:: What is asked ::
a: Reproduce the part of the quality-of-life article shown below, between "Jun 30, 2003" and "for that matter.", inclusive.
b: Answer these questions from the quality-of-life article below:
(i) On what date was the article published?
(ii) Once the business case has been made, what does the article say plays a pivotal role in finalizing a company's short list?
(iii) From about what year is the promotional brochure the author read?

:: Passage shown ::
Quality of Life - Another View | Trade and Industry Development

Quality of Life - Another View

Jun 30, 2003 | By: Shirl C. Boyce

Much has been written about the importance of quality of life in economic development programs. A major element in analyzing an area’s strengths, weaknesses, opportunities, and threats is that of quality of life. Most would agree that once the business case has been made, quality of life plays a pivotal role in finalizing the short list of where a company will locate, or remain for that matter.

While it is fairly easy to develop a lengthy list of those things that constitute quality of life, it means different things to different people. So how does a company go about determining an area’s quality of life? How can you be certain that your company will want to live, work and play there? Who is responsible for ensuring it exists? How does quality of life happen? And finally, what are the payoffs to those companies that find communities that work hard to protect and enhance their quality of life?

When asked about writing an article on quality of life, I wondered what I could say that had not already been said. Then, several things happened. I attended a presentation by Hewlett-Packard’s CEO Carly Fiorina, who delivered a wonderful presentation to nearly one thousand business professionals in Boise. Then I sat in on a meeting of local economic development volunteers, re-examining their community’s strengths, weaknesses, opportunities, and threats. I also gained some insight when listening to comments made by the Mayor of Boise in her recent State of the City speech. And then I read a promotional brochure for our region, circa 1907. These four happenings led me to a clear picture of what quality of life is, why it is important, how it is achieved, how it is maintained, and who is responsible.

:: Recorded data ::
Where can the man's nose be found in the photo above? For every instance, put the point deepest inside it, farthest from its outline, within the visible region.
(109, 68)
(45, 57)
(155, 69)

:: Replies ::
a:
Jun 30, 2003 | By: Shirl C. Boyce

Much has been written about the importance of quality of life in economic development programs. A major element in analyzing an area’s strengths, weaknesses, opportunities, and threats is that of quality of life. Most would agree that once the business case has been made, quality of life plays a pivotal role in finalizing the short list of where a company will locate, or remain for that matter.

b:
(i) Jun 30, 2003
(ii) Quality of life
(iii) 1907